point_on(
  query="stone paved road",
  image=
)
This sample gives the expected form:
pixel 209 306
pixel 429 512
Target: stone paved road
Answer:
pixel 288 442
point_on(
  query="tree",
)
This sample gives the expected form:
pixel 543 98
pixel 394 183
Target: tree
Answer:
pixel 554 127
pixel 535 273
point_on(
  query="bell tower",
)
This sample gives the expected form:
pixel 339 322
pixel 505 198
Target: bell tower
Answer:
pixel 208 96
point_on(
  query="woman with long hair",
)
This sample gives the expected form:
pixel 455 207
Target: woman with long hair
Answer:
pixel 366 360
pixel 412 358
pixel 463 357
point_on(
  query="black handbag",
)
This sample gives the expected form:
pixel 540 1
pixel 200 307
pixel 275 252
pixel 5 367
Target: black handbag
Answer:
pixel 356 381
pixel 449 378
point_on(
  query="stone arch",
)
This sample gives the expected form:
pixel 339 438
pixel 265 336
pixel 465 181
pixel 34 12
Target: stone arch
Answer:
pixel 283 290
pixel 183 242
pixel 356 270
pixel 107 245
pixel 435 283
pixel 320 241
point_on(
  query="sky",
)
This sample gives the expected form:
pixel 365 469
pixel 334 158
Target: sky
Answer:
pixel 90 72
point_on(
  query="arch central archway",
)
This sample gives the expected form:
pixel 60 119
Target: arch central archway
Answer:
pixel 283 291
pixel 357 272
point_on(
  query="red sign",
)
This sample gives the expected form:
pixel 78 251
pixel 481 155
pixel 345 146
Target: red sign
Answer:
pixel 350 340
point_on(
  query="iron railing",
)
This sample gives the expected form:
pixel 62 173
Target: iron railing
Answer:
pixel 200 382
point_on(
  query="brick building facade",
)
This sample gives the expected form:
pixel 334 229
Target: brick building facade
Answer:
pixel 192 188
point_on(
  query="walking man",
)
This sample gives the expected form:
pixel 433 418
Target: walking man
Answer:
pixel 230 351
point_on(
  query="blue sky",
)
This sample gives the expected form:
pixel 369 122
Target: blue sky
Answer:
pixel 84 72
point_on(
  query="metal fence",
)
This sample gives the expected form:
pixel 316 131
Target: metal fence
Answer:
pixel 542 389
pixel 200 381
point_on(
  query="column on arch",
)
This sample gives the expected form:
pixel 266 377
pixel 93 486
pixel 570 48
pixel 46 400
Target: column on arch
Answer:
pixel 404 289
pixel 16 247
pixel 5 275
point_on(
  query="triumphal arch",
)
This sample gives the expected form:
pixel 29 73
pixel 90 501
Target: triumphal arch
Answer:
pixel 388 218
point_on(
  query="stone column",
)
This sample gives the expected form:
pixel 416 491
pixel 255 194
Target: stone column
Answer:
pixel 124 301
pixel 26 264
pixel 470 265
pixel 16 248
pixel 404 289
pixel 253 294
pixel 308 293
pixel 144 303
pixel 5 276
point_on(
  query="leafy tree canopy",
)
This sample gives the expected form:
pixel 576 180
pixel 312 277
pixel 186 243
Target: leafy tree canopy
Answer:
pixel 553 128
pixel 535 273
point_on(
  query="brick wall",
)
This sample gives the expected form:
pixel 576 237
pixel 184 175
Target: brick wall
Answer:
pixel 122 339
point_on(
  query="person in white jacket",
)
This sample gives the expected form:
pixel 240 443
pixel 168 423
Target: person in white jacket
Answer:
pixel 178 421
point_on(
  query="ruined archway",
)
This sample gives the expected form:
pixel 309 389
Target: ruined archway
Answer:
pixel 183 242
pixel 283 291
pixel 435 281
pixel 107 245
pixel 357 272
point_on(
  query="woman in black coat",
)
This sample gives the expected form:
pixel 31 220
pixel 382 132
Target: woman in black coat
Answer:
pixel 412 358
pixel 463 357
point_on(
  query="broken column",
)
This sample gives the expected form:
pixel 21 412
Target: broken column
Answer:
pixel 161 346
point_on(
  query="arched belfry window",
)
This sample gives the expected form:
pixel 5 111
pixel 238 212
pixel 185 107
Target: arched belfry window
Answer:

..........

WHAT THE EXERCISE ASKS: Reproduce every row above verbatim, character for character, with no additions, omissions, or edits.

SOLVED EXERCISE:
point_on(
  query="stone paved road",
  image=
)
This sample gives the expected form:
pixel 209 306
pixel 429 512
Target: stone paved road
Answer:
pixel 288 442
point_on(
  query="tree",
)
This sample gives the expected form:
pixel 543 98
pixel 394 183
Target: tree
Answer:
pixel 554 127
pixel 535 273
point_on(
  query="bell tower",
)
This sample gives the expected form:
pixel 339 322
pixel 505 198
Target: bell tower
Answer:
pixel 208 96
point_on(
  query="woman with long hair",
)
This sample gives the expected form:
pixel 455 207
Target: woman with long hair
Answer:
pixel 366 360
pixel 412 358
pixel 463 357
point_on(
  query="black handbag",
)
This sample gives the expected form:
pixel 540 1
pixel 200 307
pixel 275 252
pixel 5 367
Target: black handbag
Answer:
pixel 356 381
pixel 449 378
point_on(
  query="stone arch",
)
This sample gives the expected form:
pixel 339 438
pixel 265 336
pixel 465 181
pixel 34 12
Target: stone arch
Answer:
pixel 283 290
pixel 183 242
pixel 356 270
pixel 107 245
pixel 435 283
pixel 320 241
point_on(
  query="sky",
)
This sample gives the expected form:
pixel 365 469
pixel 334 158
Target: sky
Answer:
pixel 90 72
point_on(
  query="arch central archway",
)
This sample gives the expected form:
pixel 60 119
Target: arch central archway
Answer:
pixel 283 291
pixel 357 272
point_on(
  query="red sign",
)
This sample gives the expected form:
pixel 78 251
pixel 481 155
pixel 345 146
Target: red sign
Answer:
pixel 350 340
point_on(
  query="iron railing",
)
This sample gives the expected form:
pixel 62 173
Target: iron railing
Answer:
pixel 200 382
point_on(
  query="brick building facade",
)
This sample gives the expected form:
pixel 334 229
Target: brick building facade
Answer:
pixel 192 188
point_on(
  query="walking man",
)
This sample gives the expected form:
pixel 433 418
Target: walking man
Answer:
pixel 230 351
point_on(
  query="blue sky",
)
This sample gives the expected form:
pixel 369 122
Target: blue sky
Answer:
pixel 84 72
point_on(
  query="metal fence",
)
This sample gives the expected form:
pixel 316 131
Target: metal fence
Answer:
pixel 542 389
pixel 200 381
point_on(
  query="column on arch",
)
This sample gives the expected form:
pixel 266 377
pixel 93 486
pixel 570 48
pixel 46 400
Target: column on arch
Answer:
pixel 404 289
pixel 16 247
pixel 5 275
point_on(
  query="triumphal arch",
)
This sample gives the expected form:
pixel 29 73
pixel 90 501
Target: triumphal arch
Answer:
pixel 388 218
point_on(
  query="stone column",
)
This sample gives the expected form:
pixel 416 491
pixel 255 194
Target: stone column
Answer:
pixel 124 301
pixel 26 264
pixel 470 265
pixel 16 248
pixel 404 289
pixel 253 294
pixel 308 293
pixel 144 303
pixel 5 276
point_on(
  query="leafy tree canopy",
)
This sample gives the expected form:
pixel 576 180
pixel 312 277
pixel 186 243
Target: leafy tree canopy
Answer:
pixel 553 128
pixel 535 273
point_on(
  query="brick wall",
)
This sample gives the expected form:
pixel 576 237
pixel 184 175
Target: brick wall
Answer:
pixel 122 339
point_on(
  query="person in white jacket",
)
This sample gives the expected form:
pixel 240 443
pixel 168 423
Target: person in white jacket
Answer:
pixel 178 421
point_on(
  query="ruined archway",
)
This sample gives the expected form:
pixel 309 389
Target: ruined archway
Answer:
pixel 183 242
pixel 283 291
pixel 435 281
pixel 107 245
pixel 357 272
point_on(
  query="woman in black coat",
)
This sample gives the expected form:
pixel 31 220
pixel 382 132
Target: woman in black coat
Answer:
pixel 412 358
pixel 463 357
point_on(
  query="broken column",
)
This sample gives the expected form:
pixel 21 412
Target: broken column
Answer:
pixel 161 346
point_on(
  query="arched belfry window",
)
This sample gives the expected form:
pixel 5 111
pixel 238 212
pixel 185 107
Target: arched belfry window
Answer:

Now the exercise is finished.